• Aim of the task
Change "slalom cone" to "gate cone" in every row from the line containing "Identify the snow in" down to the end of the rows, leaving everything else unchanged.

-- Supplied records start --

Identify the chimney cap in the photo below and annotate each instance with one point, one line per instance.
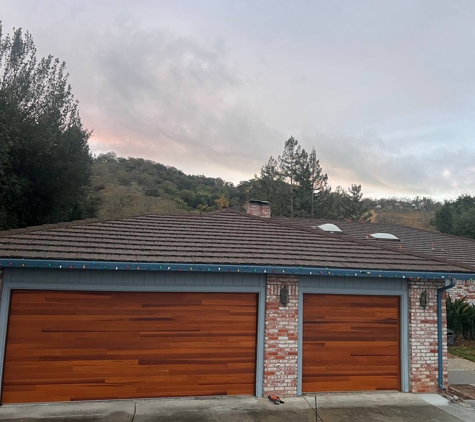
(258, 202)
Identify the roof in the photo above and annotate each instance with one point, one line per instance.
(214, 238)
(455, 249)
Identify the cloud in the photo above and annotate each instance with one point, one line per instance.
(384, 91)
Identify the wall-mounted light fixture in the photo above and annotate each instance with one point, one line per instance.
(284, 296)
(424, 299)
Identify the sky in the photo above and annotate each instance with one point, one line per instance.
(383, 90)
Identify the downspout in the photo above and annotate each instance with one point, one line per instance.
(440, 352)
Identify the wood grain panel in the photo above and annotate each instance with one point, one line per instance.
(69, 346)
(350, 343)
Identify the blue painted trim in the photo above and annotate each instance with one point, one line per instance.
(4, 313)
(440, 339)
(262, 269)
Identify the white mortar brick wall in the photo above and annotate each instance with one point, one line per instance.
(281, 337)
(423, 338)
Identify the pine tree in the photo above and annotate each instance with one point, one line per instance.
(355, 208)
(319, 185)
(288, 162)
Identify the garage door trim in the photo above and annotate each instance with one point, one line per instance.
(404, 334)
(9, 286)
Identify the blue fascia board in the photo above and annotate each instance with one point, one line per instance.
(261, 269)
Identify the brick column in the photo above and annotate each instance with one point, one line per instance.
(281, 337)
(423, 339)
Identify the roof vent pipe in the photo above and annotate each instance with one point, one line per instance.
(258, 208)
(440, 350)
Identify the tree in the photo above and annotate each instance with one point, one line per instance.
(318, 184)
(288, 166)
(355, 208)
(457, 217)
(45, 163)
(222, 202)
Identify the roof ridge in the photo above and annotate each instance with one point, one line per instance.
(87, 221)
(400, 250)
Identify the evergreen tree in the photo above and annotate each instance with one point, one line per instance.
(355, 208)
(319, 186)
(457, 217)
(45, 161)
(288, 162)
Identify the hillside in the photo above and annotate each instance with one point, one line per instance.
(123, 187)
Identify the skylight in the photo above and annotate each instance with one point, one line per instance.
(384, 236)
(330, 228)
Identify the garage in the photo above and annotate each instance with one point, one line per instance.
(87, 345)
(351, 343)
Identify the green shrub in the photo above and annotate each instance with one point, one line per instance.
(461, 318)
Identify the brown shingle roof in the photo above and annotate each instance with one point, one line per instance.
(455, 249)
(215, 238)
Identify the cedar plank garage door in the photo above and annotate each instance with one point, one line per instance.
(66, 346)
(350, 343)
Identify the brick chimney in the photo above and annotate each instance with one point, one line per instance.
(258, 208)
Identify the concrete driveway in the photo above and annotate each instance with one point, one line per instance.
(373, 407)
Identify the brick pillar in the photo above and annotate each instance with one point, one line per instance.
(423, 339)
(281, 337)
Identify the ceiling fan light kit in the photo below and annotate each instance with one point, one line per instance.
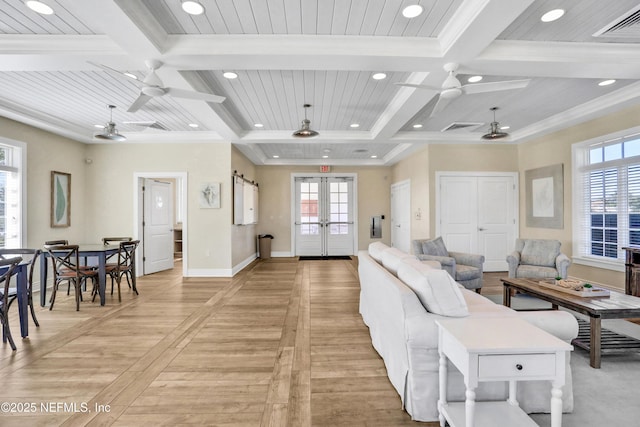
(494, 129)
(305, 131)
(110, 132)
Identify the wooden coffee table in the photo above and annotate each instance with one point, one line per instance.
(615, 306)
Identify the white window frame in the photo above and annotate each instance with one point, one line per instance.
(19, 165)
(581, 205)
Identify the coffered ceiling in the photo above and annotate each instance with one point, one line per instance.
(59, 72)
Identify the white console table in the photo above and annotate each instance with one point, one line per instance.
(498, 349)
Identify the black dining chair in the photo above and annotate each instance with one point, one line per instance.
(7, 267)
(33, 255)
(67, 268)
(124, 266)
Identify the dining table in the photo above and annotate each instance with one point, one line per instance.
(21, 271)
(85, 251)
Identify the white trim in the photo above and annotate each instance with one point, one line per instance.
(181, 179)
(352, 175)
(597, 263)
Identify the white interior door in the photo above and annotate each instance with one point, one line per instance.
(478, 214)
(158, 226)
(324, 216)
(401, 215)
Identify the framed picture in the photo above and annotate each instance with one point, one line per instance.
(209, 195)
(544, 190)
(60, 199)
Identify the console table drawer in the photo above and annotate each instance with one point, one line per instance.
(513, 366)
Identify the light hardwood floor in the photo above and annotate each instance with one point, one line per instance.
(280, 344)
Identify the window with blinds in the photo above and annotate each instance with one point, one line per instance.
(607, 198)
(10, 196)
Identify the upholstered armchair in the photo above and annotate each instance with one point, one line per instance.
(538, 259)
(465, 268)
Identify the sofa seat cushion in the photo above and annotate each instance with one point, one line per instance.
(536, 272)
(435, 247)
(436, 289)
(540, 252)
(392, 257)
(467, 272)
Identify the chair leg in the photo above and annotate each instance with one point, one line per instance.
(6, 333)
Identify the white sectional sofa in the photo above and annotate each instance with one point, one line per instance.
(405, 335)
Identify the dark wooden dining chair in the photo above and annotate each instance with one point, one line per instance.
(33, 255)
(124, 266)
(7, 265)
(67, 268)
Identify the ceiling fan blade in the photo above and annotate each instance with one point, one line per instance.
(440, 105)
(418, 86)
(495, 86)
(181, 93)
(117, 73)
(139, 102)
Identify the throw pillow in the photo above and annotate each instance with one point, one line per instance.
(540, 252)
(435, 247)
(436, 289)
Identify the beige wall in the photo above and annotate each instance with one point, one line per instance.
(45, 153)
(243, 237)
(110, 210)
(275, 201)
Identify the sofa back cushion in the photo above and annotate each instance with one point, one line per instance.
(392, 257)
(376, 249)
(436, 289)
(540, 252)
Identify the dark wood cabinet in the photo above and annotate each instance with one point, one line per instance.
(632, 271)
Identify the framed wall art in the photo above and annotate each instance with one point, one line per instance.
(544, 190)
(60, 199)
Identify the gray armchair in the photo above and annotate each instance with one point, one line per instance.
(538, 259)
(465, 268)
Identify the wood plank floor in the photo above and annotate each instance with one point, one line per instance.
(280, 344)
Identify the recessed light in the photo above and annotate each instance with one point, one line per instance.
(606, 82)
(38, 6)
(412, 11)
(192, 7)
(552, 15)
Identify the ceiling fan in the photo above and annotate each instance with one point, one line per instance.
(452, 88)
(151, 86)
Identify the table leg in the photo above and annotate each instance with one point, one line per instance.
(595, 348)
(556, 405)
(102, 277)
(43, 279)
(506, 295)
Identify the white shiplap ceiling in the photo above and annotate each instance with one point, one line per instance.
(322, 52)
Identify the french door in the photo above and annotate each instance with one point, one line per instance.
(324, 216)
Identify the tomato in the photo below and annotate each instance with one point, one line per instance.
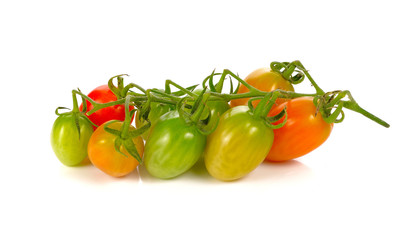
(303, 132)
(238, 145)
(103, 94)
(69, 146)
(266, 80)
(157, 110)
(102, 152)
(215, 107)
(173, 146)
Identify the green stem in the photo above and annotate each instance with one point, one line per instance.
(199, 111)
(356, 108)
(319, 91)
(168, 88)
(75, 102)
(128, 118)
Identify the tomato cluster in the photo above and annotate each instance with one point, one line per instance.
(263, 120)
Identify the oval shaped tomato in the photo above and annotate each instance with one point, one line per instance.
(173, 146)
(69, 146)
(103, 94)
(156, 111)
(266, 80)
(238, 145)
(303, 132)
(102, 152)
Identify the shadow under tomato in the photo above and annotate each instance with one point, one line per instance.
(281, 171)
(90, 174)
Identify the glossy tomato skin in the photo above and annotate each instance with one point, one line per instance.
(266, 80)
(70, 147)
(303, 132)
(238, 145)
(173, 147)
(157, 110)
(103, 94)
(103, 155)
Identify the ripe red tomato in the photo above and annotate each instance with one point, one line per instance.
(102, 152)
(266, 80)
(303, 132)
(103, 94)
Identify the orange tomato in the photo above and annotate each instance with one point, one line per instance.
(266, 80)
(102, 152)
(303, 132)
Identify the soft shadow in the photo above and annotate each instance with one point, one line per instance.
(281, 171)
(86, 172)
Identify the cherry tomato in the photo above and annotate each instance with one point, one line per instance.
(103, 94)
(102, 152)
(173, 146)
(69, 146)
(157, 110)
(238, 145)
(303, 132)
(266, 80)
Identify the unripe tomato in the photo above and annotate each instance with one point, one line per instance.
(238, 145)
(266, 80)
(304, 131)
(103, 94)
(156, 111)
(102, 152)
(70, 147)
(173, 146)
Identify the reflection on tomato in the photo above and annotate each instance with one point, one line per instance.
(303, 132)
(102, 152)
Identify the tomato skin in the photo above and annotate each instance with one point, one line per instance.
(103, 94)
(157, 110)
(266, 80)
(173, 147)
(69, 147)
(215, 107)
(302, 133)
(103, 155)
(238, 145)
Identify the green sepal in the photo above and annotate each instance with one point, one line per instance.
(111, 130)
(181, 93)
(60, 114)
(118, 91)
(270, 120)
(198, 101)
(132, 150)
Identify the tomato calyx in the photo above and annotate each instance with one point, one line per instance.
(204, 126)
(263, 108)
(76, 113)
(289, 71)
(217, 88)
(125, 134)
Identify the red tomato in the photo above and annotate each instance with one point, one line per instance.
(266, 80)
(103, 94)
(303, 132)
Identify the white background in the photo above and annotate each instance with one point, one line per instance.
(349, 188)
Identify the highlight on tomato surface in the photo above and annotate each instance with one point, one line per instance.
(262, 117)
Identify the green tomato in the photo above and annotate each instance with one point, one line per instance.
(215, 107)
(238, 145)
(69, 146)
(157, 110)
(173, 146)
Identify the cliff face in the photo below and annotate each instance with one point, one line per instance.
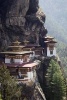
(20, 18)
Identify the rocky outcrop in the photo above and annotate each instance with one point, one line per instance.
(22, 18)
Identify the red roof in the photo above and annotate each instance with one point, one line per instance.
(24, 65)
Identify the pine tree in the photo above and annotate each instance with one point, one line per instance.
(9, 88)
(55, 82)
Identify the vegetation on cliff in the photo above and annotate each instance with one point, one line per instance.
(9, 88)
(56, 87)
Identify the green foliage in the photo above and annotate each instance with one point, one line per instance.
(9, 88)
(55, 82)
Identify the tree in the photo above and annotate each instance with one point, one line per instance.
(55, 82)
(9, 87)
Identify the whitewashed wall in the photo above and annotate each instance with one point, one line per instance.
(48, 52)
(30, 75)
(7, 60)
(18, 60)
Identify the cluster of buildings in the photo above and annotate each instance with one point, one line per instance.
(20, 59)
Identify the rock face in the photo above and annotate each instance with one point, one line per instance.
(20, 18)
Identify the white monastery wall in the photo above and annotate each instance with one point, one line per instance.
(48, 52)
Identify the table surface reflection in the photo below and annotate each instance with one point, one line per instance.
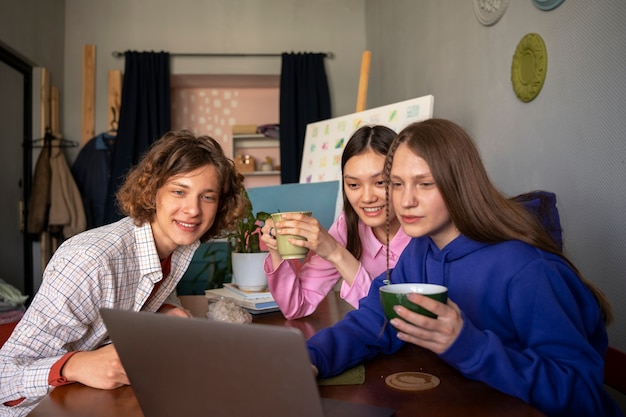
(456, 395)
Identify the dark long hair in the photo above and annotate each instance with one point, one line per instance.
(476, 207)
(377, 138)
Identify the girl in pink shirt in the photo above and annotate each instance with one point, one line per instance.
(353, 249)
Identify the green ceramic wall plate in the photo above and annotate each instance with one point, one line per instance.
(547, 4)
(529, 67)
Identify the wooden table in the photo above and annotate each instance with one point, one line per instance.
(455, 395)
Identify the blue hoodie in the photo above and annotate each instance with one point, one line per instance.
(531, 328)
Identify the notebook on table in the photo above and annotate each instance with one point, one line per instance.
(199, 367)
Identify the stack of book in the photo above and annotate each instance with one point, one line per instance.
(253, 301)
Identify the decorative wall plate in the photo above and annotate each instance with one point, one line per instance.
(547, 4)
(529, 67)
(489, 12)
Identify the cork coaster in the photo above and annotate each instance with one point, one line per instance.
(412, 381)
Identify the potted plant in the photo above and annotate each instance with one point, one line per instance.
(247, 257)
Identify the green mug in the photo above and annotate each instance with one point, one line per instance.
(394, 294)
(285, 248)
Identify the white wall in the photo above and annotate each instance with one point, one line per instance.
(196, 26)
(570, 140)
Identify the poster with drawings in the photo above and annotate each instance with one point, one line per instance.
(325, 140)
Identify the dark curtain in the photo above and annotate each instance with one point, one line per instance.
(145, 116)
(304, 98)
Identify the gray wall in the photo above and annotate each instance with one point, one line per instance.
(570, 140)
(35, 30)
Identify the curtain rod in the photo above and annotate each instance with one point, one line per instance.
(118, 54)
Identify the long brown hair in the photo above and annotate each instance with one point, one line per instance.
(180, 152)
(377, 138)
(476, 207)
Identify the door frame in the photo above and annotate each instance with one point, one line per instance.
(26, 69)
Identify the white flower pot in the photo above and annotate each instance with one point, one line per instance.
(248, 273)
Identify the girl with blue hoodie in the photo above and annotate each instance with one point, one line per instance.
(520, 317)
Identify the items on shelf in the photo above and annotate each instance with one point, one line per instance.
(245, 163)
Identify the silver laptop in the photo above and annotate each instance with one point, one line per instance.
(198, 367)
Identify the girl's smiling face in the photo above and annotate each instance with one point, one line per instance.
(364, 186)
(186, 206)
(417, 201)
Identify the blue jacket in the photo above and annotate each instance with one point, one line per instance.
(531, 328)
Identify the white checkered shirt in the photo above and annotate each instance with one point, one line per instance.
(113, 266)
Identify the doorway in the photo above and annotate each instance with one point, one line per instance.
(16, 255)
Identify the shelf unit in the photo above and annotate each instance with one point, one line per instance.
(259, 147)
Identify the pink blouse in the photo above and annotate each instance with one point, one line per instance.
(299, 286)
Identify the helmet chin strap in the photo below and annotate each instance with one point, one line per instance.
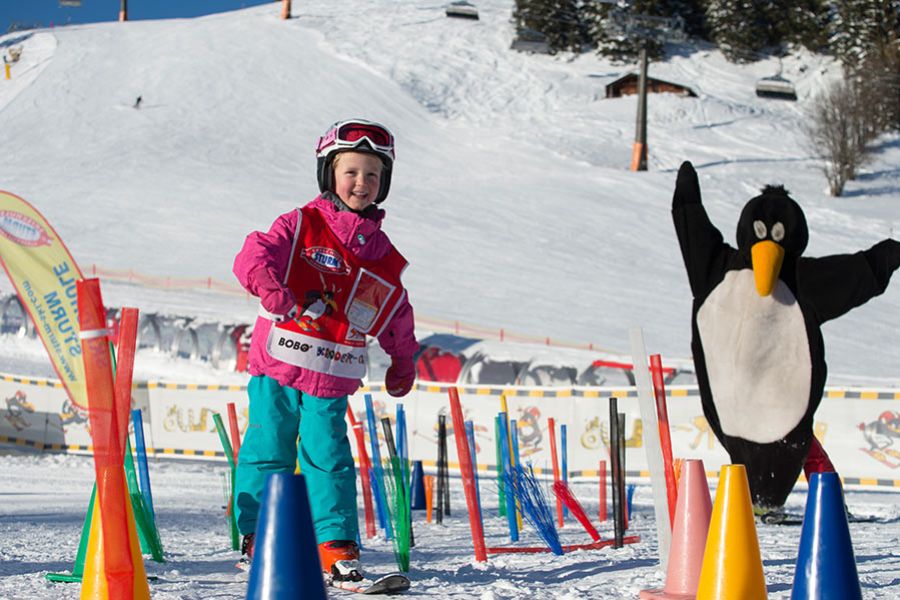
(342, 206)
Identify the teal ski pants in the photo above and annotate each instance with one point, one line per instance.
(277, 415)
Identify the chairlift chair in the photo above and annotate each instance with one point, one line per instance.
(462, 9)
(776, 87)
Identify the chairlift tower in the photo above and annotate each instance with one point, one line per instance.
(643, 28)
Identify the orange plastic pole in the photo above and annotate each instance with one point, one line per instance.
(665, 436)
(364, 466)
(108, 444)
(468, 477)
(551, 424)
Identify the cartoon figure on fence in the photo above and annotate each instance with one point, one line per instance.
(317, 304)
(17, 408)
(70, 415)
(880, 434)
(174, 420)
(529, 430)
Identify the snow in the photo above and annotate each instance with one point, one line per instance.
(511, 198)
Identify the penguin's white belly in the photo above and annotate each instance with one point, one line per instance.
(757, 358)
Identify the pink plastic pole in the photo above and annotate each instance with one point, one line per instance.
(602, 491)
(551, 424)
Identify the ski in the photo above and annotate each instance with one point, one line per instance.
(393, 583)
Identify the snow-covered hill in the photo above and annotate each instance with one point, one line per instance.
(511, 196)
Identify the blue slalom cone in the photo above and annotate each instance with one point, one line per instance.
(826, 567)
(417, 487)
(285, 555)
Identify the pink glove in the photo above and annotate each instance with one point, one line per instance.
(275, 297)
(400, 376)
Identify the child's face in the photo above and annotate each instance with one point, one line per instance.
(357, 178)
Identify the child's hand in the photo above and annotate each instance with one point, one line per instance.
(275, 297)
(687, 186)
(400, 376)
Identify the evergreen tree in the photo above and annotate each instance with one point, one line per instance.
(738, 27)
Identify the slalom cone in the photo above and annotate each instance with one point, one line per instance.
(94, 581)
(732, 567)
(285, 555)
(689, 531)
(417, 487)
(826, 567)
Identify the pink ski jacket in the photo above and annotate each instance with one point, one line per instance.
(364, 238)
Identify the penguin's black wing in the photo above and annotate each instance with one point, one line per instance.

-- Supplied records end --

• The output
Identify the snow in the photo above and annotate each instance with one point, one line per instance.
(511, 198)
Identify the penguin's white belly in the photo above and annotate each instance with one point, one line per instance.
(757, 358)
Identify the pink plastic pole in the photo above and annotate each instance with one point, one line per instance.
(602, 491)
(551, 424)
Identify the ski in the photo above and annotate each instance with one point, one line per instance.
(393, 583)
Identify the snow-covered hill in the photo above and annotate each instance with one point, one line per instance.
(511, 196)
Identify the blue gate cone in the photo above and annotate each instance with one point, one line per instance.
(826, 567)
(417, 487)
(285, 555)
Identify the pink glove in the photo above and annotate each instance with one point, one line per instance.
(275, 297)
(400, 376)
Identify the child's face in the photo above and annotate each instance with one point, one line per instance.
(357, 178)
Identify the child's hand in the photo above and annotate each instance with one point, one line per instance.
(275, 297)
(687, 186)
(400, 376)
Identify the evergreen tree in the photo above and annotate each instance with one point, one line per instance.
(738, 27)
Identify the gate cone in the photo above and annotate each instance with one point, one line per instance.
(94, 581)
(732, 567)
(285, 555)
(689, 531)
(417, 487)
(826, 567)
Identify the pink ski jacket in the photo above and annotate each instance with one point, one line per instance.
(364, 238)
Identify the penguin's black wing in the photo above and annotate each instance with one point, one line per instance.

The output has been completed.